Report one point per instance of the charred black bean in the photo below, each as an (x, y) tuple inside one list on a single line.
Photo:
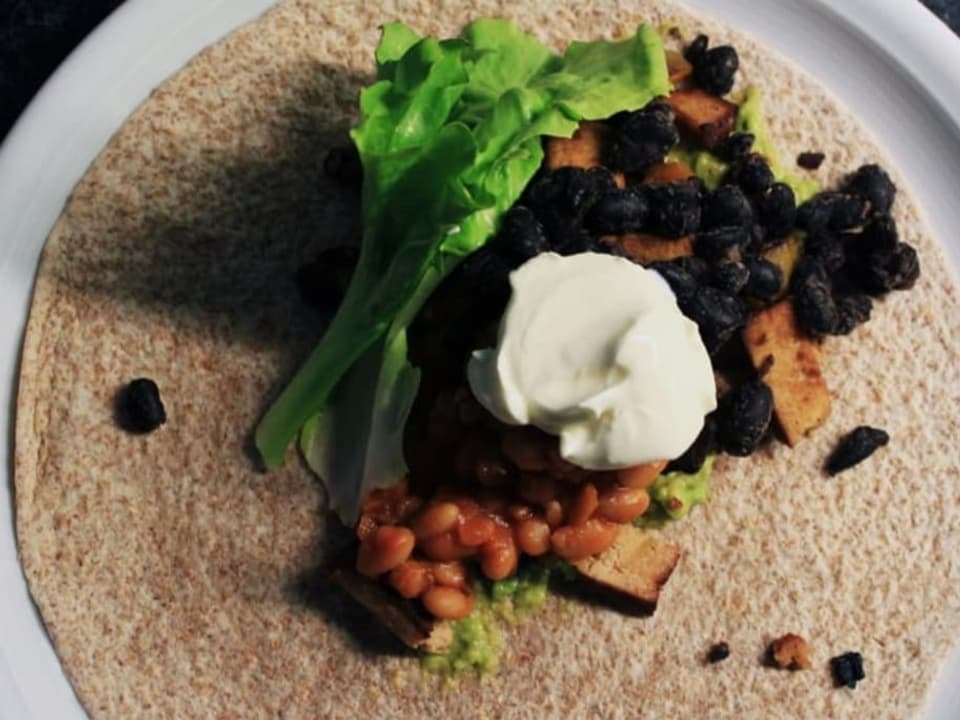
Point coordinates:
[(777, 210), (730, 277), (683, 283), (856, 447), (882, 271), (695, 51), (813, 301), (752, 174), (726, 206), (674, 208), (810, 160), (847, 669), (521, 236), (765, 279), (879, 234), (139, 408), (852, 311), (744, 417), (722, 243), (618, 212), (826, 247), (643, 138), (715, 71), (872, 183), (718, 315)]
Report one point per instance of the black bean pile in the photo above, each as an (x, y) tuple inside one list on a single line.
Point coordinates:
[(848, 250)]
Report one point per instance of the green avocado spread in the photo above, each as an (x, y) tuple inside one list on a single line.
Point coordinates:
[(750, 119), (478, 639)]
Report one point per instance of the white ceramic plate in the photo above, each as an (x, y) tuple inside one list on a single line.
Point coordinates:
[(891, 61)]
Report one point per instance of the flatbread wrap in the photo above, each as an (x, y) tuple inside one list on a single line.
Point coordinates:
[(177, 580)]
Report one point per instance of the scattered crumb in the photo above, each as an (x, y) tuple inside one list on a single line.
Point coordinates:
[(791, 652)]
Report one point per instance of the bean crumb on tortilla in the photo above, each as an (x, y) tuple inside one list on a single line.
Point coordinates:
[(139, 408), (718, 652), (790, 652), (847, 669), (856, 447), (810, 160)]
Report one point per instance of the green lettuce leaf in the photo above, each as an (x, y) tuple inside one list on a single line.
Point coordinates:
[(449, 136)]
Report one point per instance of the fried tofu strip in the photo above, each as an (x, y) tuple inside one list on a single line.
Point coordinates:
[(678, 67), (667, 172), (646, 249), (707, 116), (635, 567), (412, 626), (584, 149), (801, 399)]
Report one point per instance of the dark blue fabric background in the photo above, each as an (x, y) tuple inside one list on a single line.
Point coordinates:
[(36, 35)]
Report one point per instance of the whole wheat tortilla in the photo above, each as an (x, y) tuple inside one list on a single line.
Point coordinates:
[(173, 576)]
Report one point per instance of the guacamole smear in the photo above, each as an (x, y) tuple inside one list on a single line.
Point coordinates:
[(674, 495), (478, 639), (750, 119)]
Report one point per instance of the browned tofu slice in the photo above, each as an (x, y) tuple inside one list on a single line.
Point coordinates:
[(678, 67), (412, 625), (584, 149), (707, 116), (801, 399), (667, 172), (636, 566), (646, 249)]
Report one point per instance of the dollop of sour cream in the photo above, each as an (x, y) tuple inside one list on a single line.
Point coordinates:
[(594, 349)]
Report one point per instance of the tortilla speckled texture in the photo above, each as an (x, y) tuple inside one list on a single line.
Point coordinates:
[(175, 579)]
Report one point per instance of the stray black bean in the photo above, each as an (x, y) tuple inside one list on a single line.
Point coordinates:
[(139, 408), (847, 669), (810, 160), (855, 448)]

• • • • •

- _STATED PROBLEM_:
Render every one of the records above as a numbered list with no blank lines, and leave the pictures out.

- _ANSWER BELOW_:
1. Report one point per instance of the charred black bean in the photo below, each as an (x, y) tuple inside one list on a single line.
2. Photo:
3. Point coordinates:
4. [(777, 210), (730, 277), (683, 283), (856, 447), (882, 271), (695, 51), (813, 301), (752, 174), (726, 206), (674, 208), (810, 160), (847, 669), (521, 236), (765, 279), (879, 234), (139, 408), (852, 311), (744, 417), (722, 243), (618, 212), (826, 247), (643, 138), (715, 71), (872, 183), (718, 315)]
5. Report one point per instance of the black bean pile in the photo above, each as an (x, y) tuple inside one list on a single line.
6. Point coordinates:
7. [(848, 250)]
8. Report one point per instance of the green avocado spread in the photo above, each as an (x, y) tuple inside one list on a single line.
9. Point coordinates:
10. [(750, 119), (478, 639)]
11. Report one point per instance of the white ceramic plate in the photo above, each as an (x, y) tuple inside one list on a single line.
12. Point coordinates:
13. [(891, 61)]
14. Report one point per instance of the flatbread wrap in the photo above, each as an (x, y) tuple inside one list on a single line.
15. Point coordinates:
16. [(177, 580)]
17. Report one point per instance of the scattered crumb in the photo above, each as an (x, y) tuple inside one list on a single line.
18. Point coordinates:
19. [(791, 652)]
20. Report one point per instance of the bean crumb on tortilla in the photo above, each as an (x, y) tuple inside one list on a single line.
21. Point coordinates:
22. [(139, 408), (718, 652), (790, 652), (847, 669), (856, 447), (810, 160)]
23. Report one point per instance of the green lettuce leaf in the photo above, each as an (x, y) tuple inside one list on a single line.
24. Point coordinates:
25. [(449, 136)]
26. Report one point per instance of the fried tofu strip in the photo above, each as an (x, y) tuple inside one list on a single line.
27. Point coordinates:
28. [(678, 67), (667, 172), (646, 249), (707, 116), (635, 567), (412, 626), (584, 149), (801, 399)]
29. Report one point per instance of the dark blue fabric background in the photo above, each as an (x, y) tuple inside one list on a single line.
30. Point coordinates:
31. [(36, 35)]
32. Report one point per instance of the whole wheat tortilla in the photo above, each as an (x, y) tuple inside one list on a single line.
33. Point coordinates:
34. [(173, 576)]
35. Report one point per instance of the guacamole smear in the photo above, each as an (x, y) tuple inside one list on a single line.
36. Point coordinates:
37. [(674, 495), (478, 639), (750, 119)]
38. Report one point per instance of the browned tofu slice in the photo above, each as an (x, y) tuple inside one list on a single line.
39. Point coordinates:
40. [(678, 67), (412, 625), (584, 149), (707, 116), (801, 399), (667, 172), (636, 566), (646, 249)]
41. Report one point per instance of the dollop of sour cream in the photo above, each as an (x, y) tuple inside one list on a single line.
42. Point coordinates:
43. [(594, 349)]
44. Report one point per instance of the tortilla speckled texture in the photo above, each as an (x, y) tuple inside one list on a single line.
45. Point coordinates:
46. [(175, 579)]
47. Report one point per instance of the stray black bean in the photo above, each as an (x, y) tuple inside one list on a single line.
48. Point coordinates:
49. [(139, 408), (847, 669), (810, 160), (855, 448)]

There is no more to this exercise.